§ **Extracted data**
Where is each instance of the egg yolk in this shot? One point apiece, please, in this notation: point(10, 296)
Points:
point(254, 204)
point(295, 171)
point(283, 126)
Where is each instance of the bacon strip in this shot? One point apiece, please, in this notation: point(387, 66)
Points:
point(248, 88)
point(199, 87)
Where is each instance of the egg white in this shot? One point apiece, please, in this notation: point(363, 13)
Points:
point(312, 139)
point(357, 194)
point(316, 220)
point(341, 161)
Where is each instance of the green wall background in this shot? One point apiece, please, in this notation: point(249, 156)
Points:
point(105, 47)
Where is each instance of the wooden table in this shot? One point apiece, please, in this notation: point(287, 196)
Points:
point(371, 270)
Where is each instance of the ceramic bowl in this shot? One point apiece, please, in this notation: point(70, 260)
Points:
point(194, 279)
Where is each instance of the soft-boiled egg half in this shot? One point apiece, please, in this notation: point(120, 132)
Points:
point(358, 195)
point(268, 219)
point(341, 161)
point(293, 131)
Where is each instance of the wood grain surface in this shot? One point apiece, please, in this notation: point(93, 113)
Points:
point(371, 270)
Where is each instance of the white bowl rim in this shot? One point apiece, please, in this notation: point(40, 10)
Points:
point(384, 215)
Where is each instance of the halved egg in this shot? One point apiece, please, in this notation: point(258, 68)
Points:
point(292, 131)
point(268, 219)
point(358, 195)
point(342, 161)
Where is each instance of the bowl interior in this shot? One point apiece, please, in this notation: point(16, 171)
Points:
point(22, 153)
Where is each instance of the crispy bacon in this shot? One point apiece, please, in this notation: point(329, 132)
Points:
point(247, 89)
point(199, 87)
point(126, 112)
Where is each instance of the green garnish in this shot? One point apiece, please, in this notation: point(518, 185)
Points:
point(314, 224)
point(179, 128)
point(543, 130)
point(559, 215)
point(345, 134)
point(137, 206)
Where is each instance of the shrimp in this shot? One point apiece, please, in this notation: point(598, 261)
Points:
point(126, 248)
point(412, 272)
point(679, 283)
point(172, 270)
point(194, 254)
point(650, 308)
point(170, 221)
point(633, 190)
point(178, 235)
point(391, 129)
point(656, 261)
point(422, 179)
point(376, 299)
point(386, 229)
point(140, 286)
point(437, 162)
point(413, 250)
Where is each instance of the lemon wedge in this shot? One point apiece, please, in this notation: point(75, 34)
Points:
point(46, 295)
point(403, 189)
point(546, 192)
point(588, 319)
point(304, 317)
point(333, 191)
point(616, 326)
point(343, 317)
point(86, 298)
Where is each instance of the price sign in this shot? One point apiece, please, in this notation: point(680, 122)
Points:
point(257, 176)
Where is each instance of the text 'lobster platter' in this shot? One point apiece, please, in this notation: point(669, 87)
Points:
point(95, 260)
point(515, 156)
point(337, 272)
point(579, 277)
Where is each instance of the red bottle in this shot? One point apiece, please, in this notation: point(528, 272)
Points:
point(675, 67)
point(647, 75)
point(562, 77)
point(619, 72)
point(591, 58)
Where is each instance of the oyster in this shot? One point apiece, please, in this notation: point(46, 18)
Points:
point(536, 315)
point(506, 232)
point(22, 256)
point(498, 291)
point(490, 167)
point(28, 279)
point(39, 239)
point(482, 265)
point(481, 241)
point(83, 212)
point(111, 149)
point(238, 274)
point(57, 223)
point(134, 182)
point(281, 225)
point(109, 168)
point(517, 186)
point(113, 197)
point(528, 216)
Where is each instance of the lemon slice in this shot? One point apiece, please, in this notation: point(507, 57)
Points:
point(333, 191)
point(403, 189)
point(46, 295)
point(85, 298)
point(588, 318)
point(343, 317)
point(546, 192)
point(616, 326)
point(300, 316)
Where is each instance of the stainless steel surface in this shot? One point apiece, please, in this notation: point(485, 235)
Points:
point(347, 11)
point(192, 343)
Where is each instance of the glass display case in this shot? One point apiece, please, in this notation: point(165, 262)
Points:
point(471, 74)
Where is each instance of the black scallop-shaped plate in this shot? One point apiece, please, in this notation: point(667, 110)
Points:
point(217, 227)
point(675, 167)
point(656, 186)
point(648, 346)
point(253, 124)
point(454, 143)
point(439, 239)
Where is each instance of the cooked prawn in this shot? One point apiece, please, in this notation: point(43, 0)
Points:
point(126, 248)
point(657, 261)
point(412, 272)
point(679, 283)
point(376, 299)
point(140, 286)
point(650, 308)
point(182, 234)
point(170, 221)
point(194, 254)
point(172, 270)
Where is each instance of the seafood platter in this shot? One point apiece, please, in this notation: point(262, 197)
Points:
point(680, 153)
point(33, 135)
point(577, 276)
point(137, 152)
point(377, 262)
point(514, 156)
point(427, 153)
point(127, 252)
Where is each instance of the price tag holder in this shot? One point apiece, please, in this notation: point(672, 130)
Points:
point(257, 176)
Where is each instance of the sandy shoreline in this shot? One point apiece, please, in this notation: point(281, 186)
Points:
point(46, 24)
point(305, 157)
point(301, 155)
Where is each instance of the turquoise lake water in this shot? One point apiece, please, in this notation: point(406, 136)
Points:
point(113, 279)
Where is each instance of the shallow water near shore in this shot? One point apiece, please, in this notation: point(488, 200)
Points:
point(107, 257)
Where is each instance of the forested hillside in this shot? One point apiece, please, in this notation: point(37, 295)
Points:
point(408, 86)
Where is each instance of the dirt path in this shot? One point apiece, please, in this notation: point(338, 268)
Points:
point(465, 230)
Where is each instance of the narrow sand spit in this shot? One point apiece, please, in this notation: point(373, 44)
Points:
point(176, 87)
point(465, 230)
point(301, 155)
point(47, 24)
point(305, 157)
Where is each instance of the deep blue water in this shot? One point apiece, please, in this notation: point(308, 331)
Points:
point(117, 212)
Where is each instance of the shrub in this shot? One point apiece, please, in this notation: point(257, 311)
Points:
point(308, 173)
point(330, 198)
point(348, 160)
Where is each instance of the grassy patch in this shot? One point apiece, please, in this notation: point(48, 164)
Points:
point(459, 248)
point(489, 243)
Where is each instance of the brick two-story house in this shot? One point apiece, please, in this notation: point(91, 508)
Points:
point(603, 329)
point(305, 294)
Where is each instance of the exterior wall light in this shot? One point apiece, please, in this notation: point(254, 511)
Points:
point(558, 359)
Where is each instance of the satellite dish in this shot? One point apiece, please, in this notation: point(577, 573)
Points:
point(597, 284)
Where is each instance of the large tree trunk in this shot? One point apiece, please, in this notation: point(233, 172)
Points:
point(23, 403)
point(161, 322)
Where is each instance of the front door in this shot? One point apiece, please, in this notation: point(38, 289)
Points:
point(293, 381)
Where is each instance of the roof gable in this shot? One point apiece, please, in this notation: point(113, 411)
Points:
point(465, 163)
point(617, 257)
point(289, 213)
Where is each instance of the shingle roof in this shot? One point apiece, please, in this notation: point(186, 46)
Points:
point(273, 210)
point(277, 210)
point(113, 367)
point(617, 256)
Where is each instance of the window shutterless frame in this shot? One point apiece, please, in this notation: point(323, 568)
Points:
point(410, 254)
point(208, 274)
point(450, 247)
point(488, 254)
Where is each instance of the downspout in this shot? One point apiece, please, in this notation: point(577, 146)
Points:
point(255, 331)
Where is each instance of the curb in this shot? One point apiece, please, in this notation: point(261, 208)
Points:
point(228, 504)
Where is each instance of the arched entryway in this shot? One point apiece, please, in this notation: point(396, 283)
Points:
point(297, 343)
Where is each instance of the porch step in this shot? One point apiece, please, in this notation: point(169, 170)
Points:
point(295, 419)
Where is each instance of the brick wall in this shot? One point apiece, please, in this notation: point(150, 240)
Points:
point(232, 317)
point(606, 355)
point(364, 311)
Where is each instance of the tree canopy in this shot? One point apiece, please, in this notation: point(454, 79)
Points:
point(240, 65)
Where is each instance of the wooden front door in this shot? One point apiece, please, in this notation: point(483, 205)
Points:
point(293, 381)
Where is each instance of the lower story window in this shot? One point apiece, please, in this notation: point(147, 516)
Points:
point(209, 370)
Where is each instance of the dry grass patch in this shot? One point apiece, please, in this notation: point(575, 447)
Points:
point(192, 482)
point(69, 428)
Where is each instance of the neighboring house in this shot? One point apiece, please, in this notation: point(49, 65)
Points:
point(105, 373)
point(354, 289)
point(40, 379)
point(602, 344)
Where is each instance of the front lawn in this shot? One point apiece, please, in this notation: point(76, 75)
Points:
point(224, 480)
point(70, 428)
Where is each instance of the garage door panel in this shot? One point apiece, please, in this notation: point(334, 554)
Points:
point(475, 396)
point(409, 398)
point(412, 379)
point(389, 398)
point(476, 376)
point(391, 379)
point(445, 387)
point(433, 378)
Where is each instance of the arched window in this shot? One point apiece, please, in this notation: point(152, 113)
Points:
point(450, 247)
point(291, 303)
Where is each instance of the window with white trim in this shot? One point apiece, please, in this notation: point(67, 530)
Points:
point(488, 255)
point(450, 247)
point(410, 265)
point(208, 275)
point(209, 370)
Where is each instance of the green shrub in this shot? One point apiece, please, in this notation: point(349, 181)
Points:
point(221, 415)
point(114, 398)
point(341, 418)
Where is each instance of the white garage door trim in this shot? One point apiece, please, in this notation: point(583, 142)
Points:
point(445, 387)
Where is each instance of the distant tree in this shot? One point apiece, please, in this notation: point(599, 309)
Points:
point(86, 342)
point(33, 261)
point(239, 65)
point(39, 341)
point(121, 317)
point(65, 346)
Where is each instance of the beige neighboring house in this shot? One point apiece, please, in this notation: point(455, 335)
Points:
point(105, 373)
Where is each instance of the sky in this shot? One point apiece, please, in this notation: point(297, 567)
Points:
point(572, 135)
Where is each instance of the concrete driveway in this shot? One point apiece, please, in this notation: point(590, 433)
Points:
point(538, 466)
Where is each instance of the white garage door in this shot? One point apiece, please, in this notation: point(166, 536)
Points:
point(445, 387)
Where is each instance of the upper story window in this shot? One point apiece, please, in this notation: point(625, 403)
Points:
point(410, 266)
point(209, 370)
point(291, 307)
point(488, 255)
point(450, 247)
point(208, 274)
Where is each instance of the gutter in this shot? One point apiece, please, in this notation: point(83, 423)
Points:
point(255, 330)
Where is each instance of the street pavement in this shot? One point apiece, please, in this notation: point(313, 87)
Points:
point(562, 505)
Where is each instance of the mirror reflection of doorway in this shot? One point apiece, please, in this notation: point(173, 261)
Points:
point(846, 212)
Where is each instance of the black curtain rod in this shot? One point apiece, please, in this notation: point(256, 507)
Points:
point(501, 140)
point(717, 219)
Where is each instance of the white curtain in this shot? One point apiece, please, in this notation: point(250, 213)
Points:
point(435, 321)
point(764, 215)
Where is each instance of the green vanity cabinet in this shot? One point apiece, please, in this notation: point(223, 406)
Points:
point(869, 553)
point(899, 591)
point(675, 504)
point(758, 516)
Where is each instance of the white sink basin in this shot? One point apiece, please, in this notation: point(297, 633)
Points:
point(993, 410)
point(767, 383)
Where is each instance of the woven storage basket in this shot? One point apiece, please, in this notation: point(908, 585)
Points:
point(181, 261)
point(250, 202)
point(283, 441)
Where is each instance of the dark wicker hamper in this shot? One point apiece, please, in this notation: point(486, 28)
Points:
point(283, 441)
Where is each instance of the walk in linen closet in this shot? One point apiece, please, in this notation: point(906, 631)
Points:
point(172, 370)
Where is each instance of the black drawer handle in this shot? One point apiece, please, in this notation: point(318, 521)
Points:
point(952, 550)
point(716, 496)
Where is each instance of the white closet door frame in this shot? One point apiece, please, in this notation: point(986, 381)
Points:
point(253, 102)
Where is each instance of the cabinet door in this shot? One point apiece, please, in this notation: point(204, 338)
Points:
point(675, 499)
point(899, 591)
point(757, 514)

§ **Objective**
Turn the lines of the material from the one holding "Where is each instance of the turquoise" through the one holding "point(408, 86)", inclusive, into a Markdown table with the columns Row and Line. Give each line its own numbered row and leave out blank lines.

§ **Output below**
| Row | Line |
|---|---|
| 1 | Where is each instance of the turquoise lake water in this shot? One point apiece, please, in this notation: point(406, 136) |
| 2 | Points: |
| 3 | point(113, 279) |
| 4 | Where is each instance of the shallow water near shore in this shot? One point apiece, please, in this notation: point(488, 200) |
| 5 | Points: |
| 6 | point(107, 257) |
| 7 | Where is each instance of the forested hillside in this shot? One point apiece, please, in this notation: point(37, 295) |
| 8 | Points: |
| 9 | point(408, 86) |